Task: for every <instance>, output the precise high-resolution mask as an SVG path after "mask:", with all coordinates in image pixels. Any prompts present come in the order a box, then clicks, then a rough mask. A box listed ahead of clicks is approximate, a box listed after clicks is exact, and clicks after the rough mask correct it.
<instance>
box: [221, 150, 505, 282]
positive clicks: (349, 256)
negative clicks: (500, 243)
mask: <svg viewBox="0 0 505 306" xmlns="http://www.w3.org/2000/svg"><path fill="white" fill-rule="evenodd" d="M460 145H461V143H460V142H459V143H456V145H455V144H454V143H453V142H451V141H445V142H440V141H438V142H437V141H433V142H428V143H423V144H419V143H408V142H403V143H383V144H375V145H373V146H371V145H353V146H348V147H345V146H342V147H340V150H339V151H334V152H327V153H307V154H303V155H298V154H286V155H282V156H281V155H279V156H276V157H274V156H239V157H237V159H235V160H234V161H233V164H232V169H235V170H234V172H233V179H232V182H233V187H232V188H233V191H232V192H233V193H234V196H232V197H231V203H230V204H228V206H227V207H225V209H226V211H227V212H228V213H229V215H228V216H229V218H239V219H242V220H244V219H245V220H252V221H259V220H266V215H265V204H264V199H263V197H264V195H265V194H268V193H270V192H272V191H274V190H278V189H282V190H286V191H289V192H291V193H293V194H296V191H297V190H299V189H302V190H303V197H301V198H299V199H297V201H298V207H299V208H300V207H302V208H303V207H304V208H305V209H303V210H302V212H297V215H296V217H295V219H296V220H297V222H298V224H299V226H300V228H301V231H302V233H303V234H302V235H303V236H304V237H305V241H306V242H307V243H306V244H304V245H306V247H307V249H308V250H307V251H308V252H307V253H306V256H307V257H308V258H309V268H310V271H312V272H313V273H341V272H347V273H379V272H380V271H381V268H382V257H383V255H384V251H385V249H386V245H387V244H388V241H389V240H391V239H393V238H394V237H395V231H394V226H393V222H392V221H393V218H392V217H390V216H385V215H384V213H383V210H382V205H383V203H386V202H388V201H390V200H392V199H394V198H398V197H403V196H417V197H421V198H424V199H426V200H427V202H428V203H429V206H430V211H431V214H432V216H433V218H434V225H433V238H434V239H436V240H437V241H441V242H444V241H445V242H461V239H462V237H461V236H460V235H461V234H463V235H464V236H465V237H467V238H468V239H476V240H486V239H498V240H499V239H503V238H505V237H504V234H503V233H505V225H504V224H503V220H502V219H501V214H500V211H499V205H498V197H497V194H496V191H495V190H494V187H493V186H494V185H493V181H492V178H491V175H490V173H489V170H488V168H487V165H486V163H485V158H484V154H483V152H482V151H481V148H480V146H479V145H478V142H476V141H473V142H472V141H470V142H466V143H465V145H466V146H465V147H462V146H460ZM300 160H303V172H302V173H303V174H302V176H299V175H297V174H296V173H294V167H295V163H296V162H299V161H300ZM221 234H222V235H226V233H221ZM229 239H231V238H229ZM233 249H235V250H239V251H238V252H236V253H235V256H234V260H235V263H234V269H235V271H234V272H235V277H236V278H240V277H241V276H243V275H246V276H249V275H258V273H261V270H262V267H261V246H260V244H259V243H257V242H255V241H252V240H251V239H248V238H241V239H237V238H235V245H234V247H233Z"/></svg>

++++++++++++++++++++

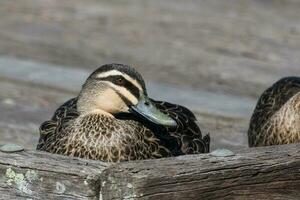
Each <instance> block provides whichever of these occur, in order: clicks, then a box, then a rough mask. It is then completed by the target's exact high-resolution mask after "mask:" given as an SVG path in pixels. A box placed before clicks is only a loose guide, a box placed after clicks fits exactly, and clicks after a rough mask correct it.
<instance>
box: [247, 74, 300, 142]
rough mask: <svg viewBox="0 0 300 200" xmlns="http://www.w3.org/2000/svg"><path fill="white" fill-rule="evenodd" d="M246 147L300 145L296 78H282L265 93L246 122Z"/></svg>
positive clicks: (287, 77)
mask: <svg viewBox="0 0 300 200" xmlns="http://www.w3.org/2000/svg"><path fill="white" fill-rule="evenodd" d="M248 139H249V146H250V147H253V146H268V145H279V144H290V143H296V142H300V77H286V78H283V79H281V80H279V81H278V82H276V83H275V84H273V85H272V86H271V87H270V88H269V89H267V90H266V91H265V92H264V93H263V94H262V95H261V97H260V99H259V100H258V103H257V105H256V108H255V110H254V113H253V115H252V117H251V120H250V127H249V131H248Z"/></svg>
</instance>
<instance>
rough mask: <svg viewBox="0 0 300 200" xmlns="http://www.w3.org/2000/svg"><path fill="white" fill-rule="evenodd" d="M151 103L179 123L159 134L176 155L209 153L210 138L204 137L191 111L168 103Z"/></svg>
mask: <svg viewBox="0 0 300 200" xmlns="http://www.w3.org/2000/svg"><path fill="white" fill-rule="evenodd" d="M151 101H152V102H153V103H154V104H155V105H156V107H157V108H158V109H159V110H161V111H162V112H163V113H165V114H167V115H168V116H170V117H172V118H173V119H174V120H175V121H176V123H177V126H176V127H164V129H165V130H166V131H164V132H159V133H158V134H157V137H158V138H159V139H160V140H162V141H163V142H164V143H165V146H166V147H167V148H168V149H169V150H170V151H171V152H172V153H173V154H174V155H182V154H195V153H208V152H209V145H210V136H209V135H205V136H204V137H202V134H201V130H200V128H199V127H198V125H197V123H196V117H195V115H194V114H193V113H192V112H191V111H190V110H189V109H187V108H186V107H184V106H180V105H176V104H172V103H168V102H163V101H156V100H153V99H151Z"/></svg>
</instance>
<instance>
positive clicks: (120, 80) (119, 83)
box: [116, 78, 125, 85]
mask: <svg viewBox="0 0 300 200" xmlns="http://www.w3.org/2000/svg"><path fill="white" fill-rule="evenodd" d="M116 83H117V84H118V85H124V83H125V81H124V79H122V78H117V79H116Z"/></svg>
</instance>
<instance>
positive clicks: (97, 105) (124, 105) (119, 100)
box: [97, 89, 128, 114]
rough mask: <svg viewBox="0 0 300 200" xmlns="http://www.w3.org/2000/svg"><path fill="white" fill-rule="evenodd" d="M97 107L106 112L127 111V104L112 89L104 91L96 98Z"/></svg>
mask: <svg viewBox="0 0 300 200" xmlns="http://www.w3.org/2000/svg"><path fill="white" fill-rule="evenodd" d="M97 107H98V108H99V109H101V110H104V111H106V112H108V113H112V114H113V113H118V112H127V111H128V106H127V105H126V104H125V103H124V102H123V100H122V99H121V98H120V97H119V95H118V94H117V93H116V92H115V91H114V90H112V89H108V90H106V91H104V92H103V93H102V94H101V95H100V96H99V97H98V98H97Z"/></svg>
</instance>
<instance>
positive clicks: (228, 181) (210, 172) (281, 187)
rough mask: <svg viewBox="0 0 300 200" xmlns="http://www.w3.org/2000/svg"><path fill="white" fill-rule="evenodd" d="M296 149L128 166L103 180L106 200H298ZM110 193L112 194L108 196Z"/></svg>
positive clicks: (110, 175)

++++++++++++++++++++

» **Task to carry out**
Filter this listing and copy only the lines holding the word "after".

» **Result below**
Task: for every <instance>, output the precise high-resolution mask as an SVG path after "mask:", with all coordinates in image pixels. Any prompts present come in the order a box, then clicks, then a rough mask. A box listed ahead of clicks is approximate, a box listed after clicks is exact, and clicks after the rough mask correct it.
Each <instance> block provides whichever of these occur, in order: clicks, then a box, then a rough mask. It is then completed by the target's exact high-resolution mask after "mask:" given as an SVG path in pixels. A box placed before clicks is only a loose guide, a box placed after clicks fits exactly, and clicks after a rough mask correct it.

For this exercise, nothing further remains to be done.